Sarkozy : une rupture avec le modèle français

dimanche 14 octobre 2007

Nicolas Sarkozy a été élu sur le thème de la « rupture ». Mais de quelle rupture a-t-il voulu parler ?
Pour beaucoup d’électeurs, il s’agissait de rompre avec les abus de l’Etat providence, les excès de pouvoir des syndicats, le laxisme des politiques d’immigration. Pour d’autres, il s’agissait de moderniser la France et de l’adapter à la mondialisation. Dans l’ « International Herald Tribune » du 19/09/2007 et le  « New York Times » du 20, quotidiens ô combien proches des néo-conservateurs qui peuplent l’administration Bush, l’éditorialiste Roger Cohen retient la deuxième hypothèse. Dans son article intitulé « la Révolution française » il salue, avec une certaine délectation, la rupture qu’opère Nicolas Sarkozy vis-à-vis du modèle français, soulignant dans les discours et les comportements du nouveau président : l’américanisation et l’américanophilie, le culte de l’argent, la distance avec le terroir, le mépris des élites culturelles et administratives issues des grands concours, une nouvelle politique étrangère en voie d’alignement sur celle des Etats-Unis et de l’Etat d’Israël.

# # # # # # #

▶ _Consigne_: Recopiez l'extrait sur la rupture voulue par Sarkozy, depuis « Sarkozy : une » jusqu'à « a-t-il voulu parler ? » inclus. Servez-vous seulement de l'extrait.

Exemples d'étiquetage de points

# # # # # # #

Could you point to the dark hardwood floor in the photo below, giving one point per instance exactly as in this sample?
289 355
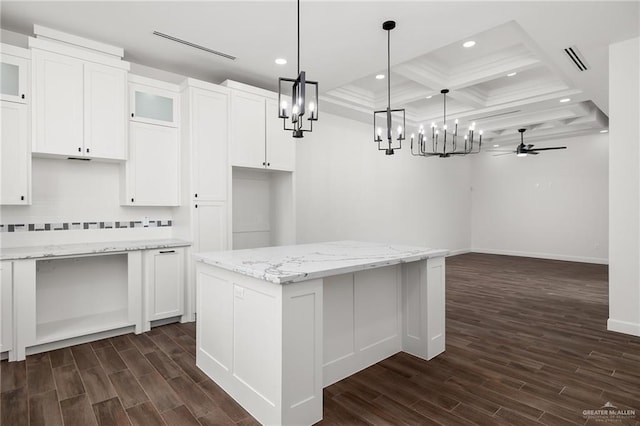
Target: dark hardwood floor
526 344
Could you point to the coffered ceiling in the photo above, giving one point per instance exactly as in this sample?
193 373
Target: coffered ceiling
344 48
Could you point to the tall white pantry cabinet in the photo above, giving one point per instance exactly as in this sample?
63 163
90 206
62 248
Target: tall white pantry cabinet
205 212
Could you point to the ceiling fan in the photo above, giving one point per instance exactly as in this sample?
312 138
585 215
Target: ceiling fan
523 150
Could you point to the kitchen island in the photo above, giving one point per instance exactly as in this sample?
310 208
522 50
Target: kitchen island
277 324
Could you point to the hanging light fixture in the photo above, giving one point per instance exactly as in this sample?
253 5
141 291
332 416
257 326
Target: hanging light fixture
303 99
387 120
439 146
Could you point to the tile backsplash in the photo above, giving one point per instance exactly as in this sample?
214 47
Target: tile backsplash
74 226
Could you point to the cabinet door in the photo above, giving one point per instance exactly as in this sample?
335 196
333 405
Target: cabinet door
281 148
153 169
13 78
153 105
15 158
209 118
105 120
57 104
210 225
165 283
247 130
6 312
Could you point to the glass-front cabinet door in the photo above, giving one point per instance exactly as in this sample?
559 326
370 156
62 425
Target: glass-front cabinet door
13 78
153 105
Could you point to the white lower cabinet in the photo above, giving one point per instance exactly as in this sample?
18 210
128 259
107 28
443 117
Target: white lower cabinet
152 174
163 284
6 311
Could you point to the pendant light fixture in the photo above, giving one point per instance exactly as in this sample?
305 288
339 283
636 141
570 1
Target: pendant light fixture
387 120
303 100
445 144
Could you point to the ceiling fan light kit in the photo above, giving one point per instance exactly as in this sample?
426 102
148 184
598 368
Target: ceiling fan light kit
387 120
303 100
439 146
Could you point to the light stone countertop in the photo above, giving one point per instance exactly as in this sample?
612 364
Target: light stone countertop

# # # # # # #

▶ _Résultat_:
Sarkozy : une rupture avec le modèle français

dimanche 14 octobre 2007

Nicolas Sarkozy a été élu sur le thème de la « rupture ». Mais de quelle rupture a-t-il voulu parler ?